■ WHAT THIS EXERCISE ASKS ■
1. Decide whether each statement below agrees with the discussion of replicating psychology studies: (a) one poster says most psychology experiments are done on very small sample sizes; (b) one poster says the first replication study did nothing to advance the conversation; (c) one poster likens borrowing validity from those you are undermining to standing on a bridge you are dynamiting. For each one, answer yes or no and quote the words of the discussion that decide it.
2. Continue the discussion of replicating psychology studies from the point where it stops.

Finally, that kind of bombastic publicity stunt really reeks. What exactly is achieved by trying to destroy the reputability of all of the social sciences?
posted by Sublimity at 1:09 PM on March 6, 2016 [2 favorites]

I'm also thinking about the notion that the replicability effort attempted to get endorsement by the original researchers for their experimental design. This seems like an attempt to borrow validity from the establishment they're trying to undermine. In addition, getting the blessing of the original PI For what they planned to do doesn't mean they did a good job of doing the experiment. If the replicability project particpants didn't have actual prior subject matter expertise--and I mean psychology research expertise specifically--it may well not matter that the original PI signed off on their protocol if they didn't know how to actually do the study.

Additionally, it does you no good to borrow validity from somebody whose validity you are trying to sabotage, for the same reason that standing on a bridge you are dynamiting is a terrible idea.
posted by Pope Guilty at 1:25 PM on March 6, 2016

It should really be no surprise that psychology experiments are hard to reproduce. Most of them are done on very small sample sizes. Why? Because previous published papers got away with smallish sample sizes, and so over time you get a precedent where the sample size you need to get taken seriously creeps lower and lower.
posted by memebake at 1:30 PM on March 6, 2016

This is a pretty stark illustration of how replacing p values with Effect Sizes and Confidence Intervals was a vast exercise in lipsticking a pig.

The overall difference in conclusions between the two replication efforts essentially boils down to:

1. The OSC (mis?)designed their metrics with regard to confidence intervals so that replication efforts that resulted in narrow confidence intervals were unlikely to be counted as replications.

2. The new response made up a fantasy definition of confidence intervals with zero regard for probability theory. Then, claimed, based on their own definition of what a confidence interval is, that a bunch of successful replications have occurred.

The data the two groups are basing their claims on don't conflict as much as their statistical claims. The first study was a landmark because it was an imperfect effort that opened up an extraordinarily necessary conversation. The regressive claims in the newer study do nothing to forward that conversation.

■ STORED RECORDS ■
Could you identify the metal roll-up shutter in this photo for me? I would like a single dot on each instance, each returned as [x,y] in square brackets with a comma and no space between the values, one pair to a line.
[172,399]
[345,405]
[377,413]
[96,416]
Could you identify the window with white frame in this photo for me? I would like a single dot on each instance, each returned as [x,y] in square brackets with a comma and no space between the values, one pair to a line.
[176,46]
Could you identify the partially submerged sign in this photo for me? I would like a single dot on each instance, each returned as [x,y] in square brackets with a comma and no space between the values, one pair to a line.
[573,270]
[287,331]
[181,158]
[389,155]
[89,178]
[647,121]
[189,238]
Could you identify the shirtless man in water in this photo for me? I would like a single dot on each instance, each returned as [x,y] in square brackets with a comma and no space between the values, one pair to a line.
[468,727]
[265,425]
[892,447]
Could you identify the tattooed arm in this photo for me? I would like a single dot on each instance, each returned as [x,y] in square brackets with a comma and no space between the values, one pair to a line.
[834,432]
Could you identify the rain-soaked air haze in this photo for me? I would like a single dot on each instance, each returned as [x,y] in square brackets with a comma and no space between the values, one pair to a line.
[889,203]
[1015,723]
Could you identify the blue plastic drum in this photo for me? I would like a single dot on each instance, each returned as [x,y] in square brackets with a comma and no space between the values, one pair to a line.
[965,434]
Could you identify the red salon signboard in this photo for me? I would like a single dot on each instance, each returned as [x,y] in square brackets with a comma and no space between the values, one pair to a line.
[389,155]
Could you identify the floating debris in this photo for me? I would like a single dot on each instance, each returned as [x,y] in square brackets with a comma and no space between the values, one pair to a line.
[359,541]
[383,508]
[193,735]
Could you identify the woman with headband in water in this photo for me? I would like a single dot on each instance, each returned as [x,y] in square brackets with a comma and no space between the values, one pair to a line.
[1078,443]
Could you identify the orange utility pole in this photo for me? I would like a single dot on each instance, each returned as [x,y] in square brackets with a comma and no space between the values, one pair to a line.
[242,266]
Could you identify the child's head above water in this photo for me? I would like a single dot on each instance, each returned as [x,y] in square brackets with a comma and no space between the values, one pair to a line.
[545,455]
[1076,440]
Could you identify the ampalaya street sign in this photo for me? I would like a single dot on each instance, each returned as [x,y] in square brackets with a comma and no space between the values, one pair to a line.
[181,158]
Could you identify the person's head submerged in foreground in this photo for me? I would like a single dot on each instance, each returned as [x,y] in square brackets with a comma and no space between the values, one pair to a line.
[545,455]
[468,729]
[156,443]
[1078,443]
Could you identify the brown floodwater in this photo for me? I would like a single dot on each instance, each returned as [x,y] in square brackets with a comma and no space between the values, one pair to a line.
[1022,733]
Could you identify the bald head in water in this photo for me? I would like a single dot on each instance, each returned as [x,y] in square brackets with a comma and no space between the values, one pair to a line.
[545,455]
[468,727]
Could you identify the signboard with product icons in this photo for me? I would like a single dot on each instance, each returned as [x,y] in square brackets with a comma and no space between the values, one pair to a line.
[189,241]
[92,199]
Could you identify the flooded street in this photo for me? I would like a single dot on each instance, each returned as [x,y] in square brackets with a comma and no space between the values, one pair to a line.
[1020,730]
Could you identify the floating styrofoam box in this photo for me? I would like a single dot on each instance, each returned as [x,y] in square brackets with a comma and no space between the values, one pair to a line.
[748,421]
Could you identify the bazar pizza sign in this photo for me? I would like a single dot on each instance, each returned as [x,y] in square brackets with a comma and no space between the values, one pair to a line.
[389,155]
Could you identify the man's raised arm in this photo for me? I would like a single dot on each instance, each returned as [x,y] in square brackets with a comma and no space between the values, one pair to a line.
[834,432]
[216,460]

■ SOLVED PROBLEMS ■
1.
(a) Yes: "Most of them are done on very small sample sizes."
(b) No: "The first study was a landmark because it was an imperfect effort that opened up an extraordinarily necessary conversation."
(c) Yes: "for the same reason that standing on a bridge you are dynamiting is a terrible idea."

2.
posted by ethansr at 1:42 PM on March 6, 2016 [1 favorite]

If the replicability project particpants didn't have actual prior subject matter expertise--and I mean psychology research expertise specifically--it may well not matter that the original PI signed off on their protocol if they didn't know how to actually do the study.

The vast majority of the replicators are psychology research professionals - principal investigators with their own labs, postdocs, graduate students, etc. There are 270 participants, so I can't speak to everyone's background, and of course training doesn't ensure competence. But generally speaking the reproducibility project is an effort to improve research psychology by research psychologists.

I'm also thinking about the notion that the replicability effort attempted to get endorsement by the original researchers for their experimental design. This seems like an attempt to borrow validity from the establishment they're trying to undermine.

Additionally, it does you no good to borrow validity from somebody whose validity you are trying to sabotage, for the same reason that standing on a bridge you are dynamiting is a terrible idea.

I'll repeat, this is an effort to improve research psychology by research psychologists. They're not trying to sabotage or undermine or destroy anything. They want to improve the way psychology research is done so we can make better and quicker progress. The replicators have by and large warmly received critiques of their efforts.
posted by galaxy rise at 1:44 PM on March 6, 2016 [5 favorites]

Shouldn't this be filed under sociology?
posted by destro at 2:11 PM on March 6, 2016

They're not trying to sabotage or undermine or destroy anything. They want to improve the way psychology research is done so we can make better and quicker progress. The replicators have by and large warmly received critiques of their efforts.

Maybe they're not mindful of how their work has been received more broadly, but not a few people I know who are professionals in math/CS/hard sciences, often with heavyweight academic credentials, take their big splashy pronouncement to be a repudiation of essentially all social science research.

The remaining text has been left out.